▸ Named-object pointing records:
☆ ☆ ☆ ☆ ☆ ☆ ☆
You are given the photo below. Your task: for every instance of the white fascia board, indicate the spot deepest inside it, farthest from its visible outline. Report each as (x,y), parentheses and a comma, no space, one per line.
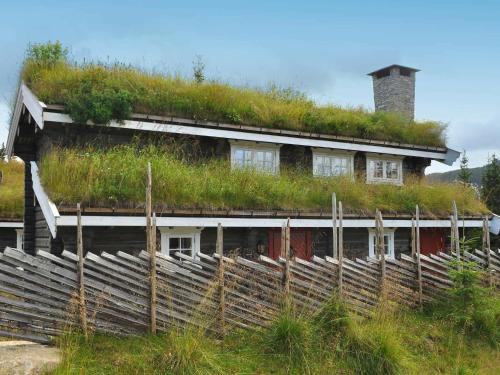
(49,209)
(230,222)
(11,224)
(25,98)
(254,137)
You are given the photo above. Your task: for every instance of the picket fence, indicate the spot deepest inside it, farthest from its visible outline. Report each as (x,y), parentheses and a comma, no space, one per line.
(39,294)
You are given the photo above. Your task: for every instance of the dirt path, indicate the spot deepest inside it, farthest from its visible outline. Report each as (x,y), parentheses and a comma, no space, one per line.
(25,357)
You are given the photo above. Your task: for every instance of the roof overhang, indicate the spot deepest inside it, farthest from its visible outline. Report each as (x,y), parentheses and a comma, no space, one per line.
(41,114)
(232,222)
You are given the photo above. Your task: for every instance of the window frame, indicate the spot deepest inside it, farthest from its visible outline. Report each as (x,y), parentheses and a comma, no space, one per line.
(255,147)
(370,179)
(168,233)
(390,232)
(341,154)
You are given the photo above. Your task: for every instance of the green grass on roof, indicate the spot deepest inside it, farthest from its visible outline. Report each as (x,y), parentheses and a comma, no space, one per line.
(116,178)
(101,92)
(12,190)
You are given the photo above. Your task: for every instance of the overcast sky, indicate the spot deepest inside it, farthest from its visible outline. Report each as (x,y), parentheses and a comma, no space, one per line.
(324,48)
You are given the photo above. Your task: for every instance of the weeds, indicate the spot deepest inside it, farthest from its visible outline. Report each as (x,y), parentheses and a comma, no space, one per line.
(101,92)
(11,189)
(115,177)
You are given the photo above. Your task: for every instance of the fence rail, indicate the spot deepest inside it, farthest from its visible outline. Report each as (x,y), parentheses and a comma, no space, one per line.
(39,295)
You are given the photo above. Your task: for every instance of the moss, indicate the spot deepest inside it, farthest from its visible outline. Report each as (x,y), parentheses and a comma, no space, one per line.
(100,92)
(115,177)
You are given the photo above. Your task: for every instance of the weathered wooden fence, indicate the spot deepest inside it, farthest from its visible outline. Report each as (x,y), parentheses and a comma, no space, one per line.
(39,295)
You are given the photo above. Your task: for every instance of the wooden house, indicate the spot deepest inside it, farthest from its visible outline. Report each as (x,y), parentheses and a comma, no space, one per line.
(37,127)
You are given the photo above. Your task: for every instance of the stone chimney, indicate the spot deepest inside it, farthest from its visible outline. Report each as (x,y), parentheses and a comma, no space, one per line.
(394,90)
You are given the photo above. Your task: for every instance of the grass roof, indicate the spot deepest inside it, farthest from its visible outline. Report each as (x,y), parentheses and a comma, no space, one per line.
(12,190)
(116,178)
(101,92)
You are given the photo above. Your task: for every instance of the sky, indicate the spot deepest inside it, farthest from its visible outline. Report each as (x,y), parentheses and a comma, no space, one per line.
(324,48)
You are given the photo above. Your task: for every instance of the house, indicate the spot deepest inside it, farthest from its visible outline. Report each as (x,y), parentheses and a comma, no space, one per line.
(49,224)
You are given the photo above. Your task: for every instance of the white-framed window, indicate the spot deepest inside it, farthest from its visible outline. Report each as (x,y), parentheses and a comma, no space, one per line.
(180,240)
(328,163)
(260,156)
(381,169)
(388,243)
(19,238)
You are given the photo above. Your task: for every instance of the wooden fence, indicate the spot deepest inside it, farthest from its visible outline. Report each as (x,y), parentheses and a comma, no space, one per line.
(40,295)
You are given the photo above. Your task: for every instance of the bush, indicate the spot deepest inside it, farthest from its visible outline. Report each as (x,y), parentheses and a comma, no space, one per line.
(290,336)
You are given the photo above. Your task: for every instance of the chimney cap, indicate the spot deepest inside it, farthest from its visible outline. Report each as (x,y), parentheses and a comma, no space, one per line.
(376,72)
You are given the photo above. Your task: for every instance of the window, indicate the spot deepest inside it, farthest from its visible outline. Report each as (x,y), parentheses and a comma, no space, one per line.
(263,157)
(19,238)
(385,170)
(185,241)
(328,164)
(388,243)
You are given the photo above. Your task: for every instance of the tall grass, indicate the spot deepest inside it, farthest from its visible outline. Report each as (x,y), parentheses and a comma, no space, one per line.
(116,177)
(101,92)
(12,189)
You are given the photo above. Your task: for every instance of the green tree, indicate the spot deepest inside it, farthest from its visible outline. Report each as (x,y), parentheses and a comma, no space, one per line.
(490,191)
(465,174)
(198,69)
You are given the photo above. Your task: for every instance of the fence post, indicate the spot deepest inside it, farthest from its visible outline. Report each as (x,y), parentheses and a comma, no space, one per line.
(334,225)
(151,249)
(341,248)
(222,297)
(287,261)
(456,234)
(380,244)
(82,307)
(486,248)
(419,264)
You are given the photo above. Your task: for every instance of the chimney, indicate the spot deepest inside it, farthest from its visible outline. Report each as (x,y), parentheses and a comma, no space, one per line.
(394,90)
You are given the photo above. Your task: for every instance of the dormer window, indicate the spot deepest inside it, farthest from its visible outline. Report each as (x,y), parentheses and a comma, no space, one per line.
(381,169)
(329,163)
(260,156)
☆ ☆ ☆ ☆ ☆ ☆ ☆
▸ Your objective:
Repeat the material exactly as it reads, without any of its pictures.

▸ Response to this exercise:
You are given the photo below. Your task: for every instance of the white fascia board, indicate the spot deepest inside it, farthest from its visible outline. Report each as (x,y), parentheses and a comma, no space, one per line.
(49,209)
(230,222)
(11,224)
(25,98)
(254,137)
You are given the photo above. Your task: for every instance of the picket fence, indicate the spot deepest inside it, farthest from its visible outline. Report each as (x,y), parentheses and a comma, no space, one per line.
(39,294)
You are given the photo above. Your task: for every instance of the dirt path, indicate the spot deepest inside it, farthest from its visible outline. Report each as (x,y), parentheses and a comma, no space, one per line.
(25,357)
You are given the photo above. Your task: for every instance of the roof overhang, indicate the spot deepest inside it, farthest from its visible outline. Report each as (x,y), parentheses and a comma, no space, one per line.
(41,114)
(232,222)
You are given the photo above. Your task: for every instance of the window frame, indicate the spot deepest inside it, farthest from its visible outline. Report each as (x,y), parentheses and a comma, no space, one per line.
(255,147)
(370,179)
(168,233)
(390,232)
(341,154)
You are given the photo above. Your task: for every instance of the green grass on roof, indicate the spot deepest inside it, farthest from its visible outline. Report each as (x,y), parentheses and a comma, no space, one per line.
(116,178)
(101,92)
(12,190)
You are given the photo above. Your task: for every instance of the overcast sky, indicate the spot deepest inside it, farthest from its visible outline. Report each as (x,y), parentheses and a comma, no space, one per line.
(324,48)
You are given the photo above. Your task: for every instance of the weeds, indicate the spot deepest inside it, farthest from its visible outline. Report each as (x,y), parentheses and a comma, no space, one per line.
(101,92)
(11,189)
(115,177)
You are given the photo above. Your task: for every instance of the fence rail, indicate the spot deepest inside it, farthest from its visible outline. Report each as (x,y), parentheses and a comma, no space, one per line.
(39,295)
You are given the photo above. Your task: for every instance of the moss, indicate the spot deepest inside it, farthest from its visible outline. Report each as (x,y), parentheses and a comma, no space, one per line.
(100,92)
(115,177)
You are given the photo above. Your task: for every instance of the weathered wooden fence, indicate the spot deepest inside it, farthest from its visible outline. Report each as (x,y), parentheses and a comma, no space, one per line.
(39,295)
You are given the photo above. Your task: for every instance of the wooden house, indicate the spot deepest inside it, farthest from its visible outline. Report each as (x,y), parentheses and a comma, no space, one per line.
(37,127)
You are given the photo above. Your task: for every instance of the stone chimney, indicate the spot deepest inside it, farthest from its visible outline. Report each as (x,y), parentheses and a comma, no space, one per line.
(394,90)
You are given the photo above. Your task: for every instance of the grass roof, indicate the spot deepest inside it, farthest from its visible outline. Report each as (x,y), parentheses and a comma, no space, one per line.
(12,190)
(116,178)
(101,92)
You are given the photo above. Your task: for every instance of the sky, indicate the spot deepest inside it, farthest from its visible outline. Report each as (x,y), parentheses and a comma, no space, one per line.
(324,48)
You are given the photo above. Your task: for every instance of the house, indicate the spot deepest inside it, farthest from its visible outline. Report each as (x,y), parentheses and a comma, no space, one per line.
(49,224)
You are given the photo above. Your task: for every instance of the white-framed window, indicate the spot deepest inside it, farthest from its visible outline. Report each as (x,y), parentheses and a comma, no space, one per line.
(180,240)
(328,163)
(260,156)
(381,169)
(388,243)
(19,238)
You are given the photo above. Your task: for every instance of the wooden fence, indicate the spot deepest inside it, farthest from its visible outline. Report each as (x,y), parentheses and a comma, no space, one per line.
(40,295)
You are given the photo above. Your task: for every instance of the bush, indicate the spot deepest inside it, farthest from its visible outline. Report each as (x,y), parentheses and a comma, no space, one per line.
(290,336)
You are given the photo above. Your task: for every instance of the chimney cap, indicate the spot deepest inside it, farthest from its visible outline. Report each as (x,y), parentheses and a comma, no space, one per line.
(376,72)
You are given the photo above. Your task: for every instance of the window, indicate the spot deepest inside it, farthest from its visible outline. Report each as (x,y), parentheses and a comma, no space, one per line.
(263,157)
(19,238)
(385,170)
(185,241)
(328,164)
(388,243)
You are given the photo above. Your task: for every instance of the tall grass, indicate the spot deepest inside it, farthest from its visible outline. Report each as (x,y), parentheses and a comma, no space, one per line.
(116,177)
(101,92)
(12,189)
You are given the photo above. Your task: for every instance of the green tree, indicate the spot deepest inside it, farthest from its visible outline. Report each as (x,y), parentheses and a comma, no space, one per line.
(490,191)
(465,174)
(198,69)
You are given the photo above. Your task: for every instance of the fence post, indicate the spot deepest inside it, farthest from its visible outline. Report each as (x,y), parentheses and a comma, no space, one per line.
(334,225)
(151,249)
(341,248)
(222,297)
(287,261)
(456,234)
(380,244)
(82,307)
(486,248)
(419,264)
You are given the photo above. Your task: for every instance of the chimney, indicate the spot deepest inside it, farthest from its visible outline. Report each as (x,y), parentheses and a comma, no space, one per line.
(394,90)
You are given the photo above. Your task: for every instance of the dormer window, indicate the spot deepest inside it, farthest from its visible outline. Report each as (x,y), parentheses and a comma, no space, one per line.
(381,169)
(329,163)
(260,156)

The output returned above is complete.